## Extrait à lire:
La folie des fusions-acquisitions signe d'un "non investissement productif"

La Tribune publie chaque jour des extraits issus des analyses diffusées sur Xerfi Canal. Aujourd'hui, la folie des fusions-acquisitions.
Olivier Passet, directeur des synthèses économiques de Xerfi. / DR

Les fusions-acquisitions explosent à travers le monde. Selon des données Thomson Reuters, les rachats annoncés depuis le début de l'année à travers le monde dépassent déjà les points hauts de 2007. Les mégadeals de plus de 10 milliards atteignent quant à eux 1.200 milliards, dépassant déjà leur record de 1999, en pleine folie de la bulle internet. Avec en proue du mouvement, les Etats-Unis, qui pèsent pour près de 50% des opérations et la région Asie Pacifique, pour 24%.

Des LBO géants !

Emblématique de cela les acquisitions géantes du patron d'Altice, Patrick Drahi, pour près de 50 milliards réalisés en moins d'un an et demi : SFR en 2014 pour 17 milliards, Portugal Telecom, pour 7,4 milliards, Suddendnlink le cablo-opérateur américain pour 6 milliards et enfin Cablevision pour 17,7 milliards. Derrière cette boulimie, une montagne de dettes, portées par les sociétés cibles. Des dettes à taux fixes, au remboursement différé et régulièrement refinancées pour engranger la baisse des taux. Derrière cela, aussi des restructurations musclées et des consolidations.

## Extraits des lignes:
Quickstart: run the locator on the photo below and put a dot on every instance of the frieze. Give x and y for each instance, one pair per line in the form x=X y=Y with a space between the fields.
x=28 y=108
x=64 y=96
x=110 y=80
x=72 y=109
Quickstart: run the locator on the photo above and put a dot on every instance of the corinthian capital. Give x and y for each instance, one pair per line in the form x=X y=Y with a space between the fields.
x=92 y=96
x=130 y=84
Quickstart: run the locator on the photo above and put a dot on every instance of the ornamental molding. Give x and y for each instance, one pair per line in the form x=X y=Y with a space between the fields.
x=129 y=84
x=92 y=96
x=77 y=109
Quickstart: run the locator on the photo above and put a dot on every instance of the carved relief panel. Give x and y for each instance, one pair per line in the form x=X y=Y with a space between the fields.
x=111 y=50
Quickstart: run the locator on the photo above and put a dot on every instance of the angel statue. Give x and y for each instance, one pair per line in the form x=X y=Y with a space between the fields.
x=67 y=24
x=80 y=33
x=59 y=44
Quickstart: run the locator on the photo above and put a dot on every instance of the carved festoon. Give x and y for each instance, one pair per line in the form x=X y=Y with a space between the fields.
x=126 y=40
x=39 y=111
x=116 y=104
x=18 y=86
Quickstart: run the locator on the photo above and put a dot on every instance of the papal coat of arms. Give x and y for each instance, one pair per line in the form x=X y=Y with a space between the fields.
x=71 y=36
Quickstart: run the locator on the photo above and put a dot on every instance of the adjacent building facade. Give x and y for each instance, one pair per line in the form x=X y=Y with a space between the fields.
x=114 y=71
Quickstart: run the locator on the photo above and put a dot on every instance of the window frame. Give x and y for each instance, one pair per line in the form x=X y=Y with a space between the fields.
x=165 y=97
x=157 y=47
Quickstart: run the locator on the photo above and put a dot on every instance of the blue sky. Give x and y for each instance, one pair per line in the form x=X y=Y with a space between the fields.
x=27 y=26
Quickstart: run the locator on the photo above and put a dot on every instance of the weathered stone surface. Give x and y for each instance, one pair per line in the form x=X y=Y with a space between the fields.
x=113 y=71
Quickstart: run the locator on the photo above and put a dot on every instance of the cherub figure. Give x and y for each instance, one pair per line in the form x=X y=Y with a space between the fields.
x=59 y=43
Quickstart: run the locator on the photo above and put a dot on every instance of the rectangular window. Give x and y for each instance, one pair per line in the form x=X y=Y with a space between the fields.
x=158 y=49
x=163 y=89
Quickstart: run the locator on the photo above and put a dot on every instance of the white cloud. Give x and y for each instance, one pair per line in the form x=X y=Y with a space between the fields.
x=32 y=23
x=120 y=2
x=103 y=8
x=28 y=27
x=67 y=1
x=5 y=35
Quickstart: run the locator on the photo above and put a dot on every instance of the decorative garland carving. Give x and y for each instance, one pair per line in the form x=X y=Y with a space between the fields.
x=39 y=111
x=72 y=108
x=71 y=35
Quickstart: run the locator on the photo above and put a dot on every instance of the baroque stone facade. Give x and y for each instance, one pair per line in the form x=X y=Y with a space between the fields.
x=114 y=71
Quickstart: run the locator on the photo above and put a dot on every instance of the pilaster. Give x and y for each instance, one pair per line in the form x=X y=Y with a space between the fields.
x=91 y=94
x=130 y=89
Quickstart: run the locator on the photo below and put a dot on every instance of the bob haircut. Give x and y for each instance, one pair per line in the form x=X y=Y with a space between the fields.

## Consigne à suivre:
Pouvez-vous recopier à l'identique le passage de l'article sur les fusions-acquisitions qui va de « Les fusions-acquisitions explosent » jusqu'à « LBO géants ! » inclus ?

## Réponse:
Les fusions-acquisitions explosent à travers le monde. Selon des données Thomson Reuters, les rachats annoncés depuis le début de l'année à travers le monde dépassent déjà les points hauts de 2007. Les mégadeals de plus de 10 milliards atteignent quant à eux 1.200 milliards, dépassant déjà leur record de 1999, en pleine folie de la bulle internet. Avec en proue du mouvement, les Etats-Unis, qui pèsent pour près de 50% des opérations et la région Asie Pacifique, pour 24%.

Des LBO géants !